In the data that follows, find the line containing "Using the specimen image, mark the graphic"; then quote that line and every line after it, exactly, through the last one.

___ GIVEN INFORMATION ___

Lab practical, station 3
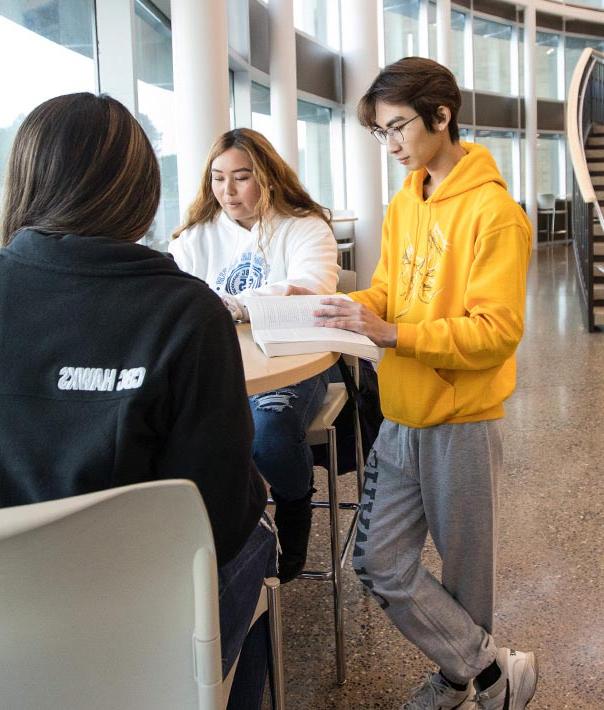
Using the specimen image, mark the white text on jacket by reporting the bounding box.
[57,367,146,392]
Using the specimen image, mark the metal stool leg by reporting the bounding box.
[326,426,346,685]
[265,578,285,710]
[352,398,365,501]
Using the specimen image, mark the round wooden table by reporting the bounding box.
[237,323,338,395]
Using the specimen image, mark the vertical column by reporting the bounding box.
[524,3,538,245]
[268,0,298,170]
[436,0,451,69]
[342,0,383,289]
[171,0,230,216]
[96,0,137,114]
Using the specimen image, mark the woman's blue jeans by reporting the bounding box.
[249,371,329,501]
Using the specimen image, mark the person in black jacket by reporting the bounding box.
[0,92,274,709]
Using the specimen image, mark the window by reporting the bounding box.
[134,0,178,253]
[537,134,563,196]
[571,0,604,7]
[520,133,564,198]
[385,150,407,203]
[450,9,468,88]
[475,130,516,195]
[251,82,273,142]
[229,70,235,129]
[566,35,604,92]
[460,127,474,142]
[383,0,420,65]
[293,0,340,50]
[473,17,513,95]
[0,0,96,200]
[297,100,334,208]
[520,133,566,203]
[536,31,560,100]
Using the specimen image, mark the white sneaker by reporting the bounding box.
[401,672,473,709]
[473,648,539,709]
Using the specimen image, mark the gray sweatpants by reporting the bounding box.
[352,418,503,684]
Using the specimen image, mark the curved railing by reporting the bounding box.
[567,47,604,332]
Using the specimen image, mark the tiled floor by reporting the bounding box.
[268,245,604,709]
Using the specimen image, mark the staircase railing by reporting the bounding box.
[567,47,604,332]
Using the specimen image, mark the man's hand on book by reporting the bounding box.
[314,298,397,348]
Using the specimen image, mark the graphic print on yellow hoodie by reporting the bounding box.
[349,142,532,428]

___

> TASK ANSWER:
Using the specimen image, mark the graphic print on yellow hoodie by reporting the bounding box.
[349,142,532,428]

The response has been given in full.